Dataset entries
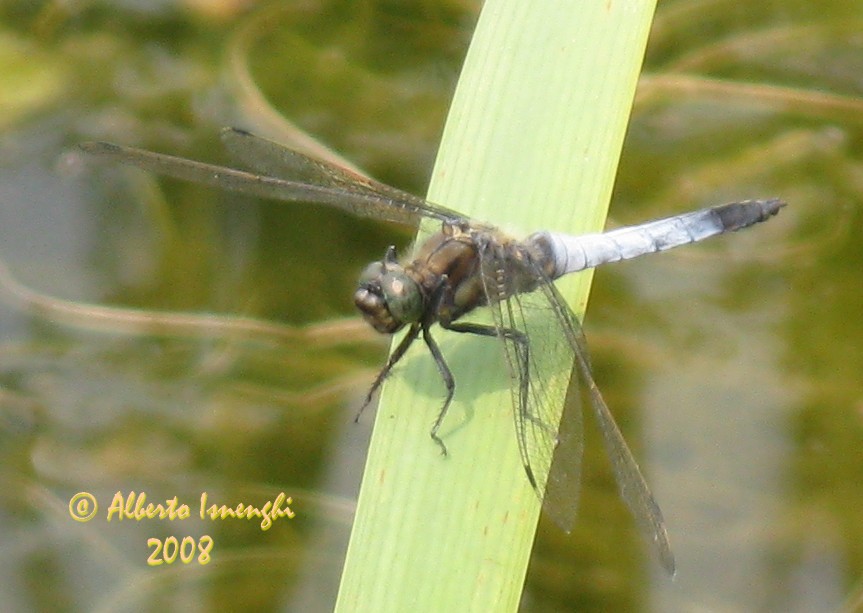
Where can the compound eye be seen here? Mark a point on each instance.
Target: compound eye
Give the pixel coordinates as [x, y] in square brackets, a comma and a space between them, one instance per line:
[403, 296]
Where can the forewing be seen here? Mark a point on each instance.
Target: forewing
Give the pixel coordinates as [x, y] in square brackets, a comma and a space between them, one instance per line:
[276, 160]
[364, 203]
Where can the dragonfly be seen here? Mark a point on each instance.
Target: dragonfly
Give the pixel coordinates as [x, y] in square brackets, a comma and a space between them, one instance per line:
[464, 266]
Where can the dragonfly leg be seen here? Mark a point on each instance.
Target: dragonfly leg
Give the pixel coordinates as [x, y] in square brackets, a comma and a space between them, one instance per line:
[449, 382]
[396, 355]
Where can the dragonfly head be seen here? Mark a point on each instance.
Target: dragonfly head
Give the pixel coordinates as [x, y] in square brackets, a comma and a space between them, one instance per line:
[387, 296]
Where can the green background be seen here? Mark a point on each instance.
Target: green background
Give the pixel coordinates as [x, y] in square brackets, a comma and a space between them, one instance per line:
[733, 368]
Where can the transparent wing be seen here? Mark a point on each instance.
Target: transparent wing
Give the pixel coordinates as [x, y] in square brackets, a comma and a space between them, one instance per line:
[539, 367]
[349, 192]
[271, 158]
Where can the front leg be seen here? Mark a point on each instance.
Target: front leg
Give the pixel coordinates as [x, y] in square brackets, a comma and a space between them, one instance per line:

- **YOUR TASK**: Copy the records from the line containing "Where can the dragonfly head" through the end of the records, replacing "instance" with "occurrence" and changing nothing else.

- **RESPONSE TO THE EXERCISE**:
Where can the dragonfly head be seen here? Mark a point on each occurrence.
Target: dragonfly head
Give the pixel coordinates as [x, y] in square brackets, a comma and a space between them, one occurrence per line:
[387, 296]
Where can the green background be seen here? Mark a point on each occurrence.
Target: green background
Give the pixel coordinates as [x, y] in square brackets, a comma and a space between them, one occurrence per line:
[733, 368]
Where can the transparent wing be seen here? Mark a point on each occurrence.
Target: transparent wing
Give the pixel coordinates as [x, y] in square brackets, a comma and a space between them, one occurrence per line:
[539, 367]
[349, 192]
[271, 158]
Where can the front leg be seen here? Mark a point on each occurrence.
Target: front leg
Give the pixel coordinates as [x, y] in square brackets, a comma and a space between them, one occurrence per line:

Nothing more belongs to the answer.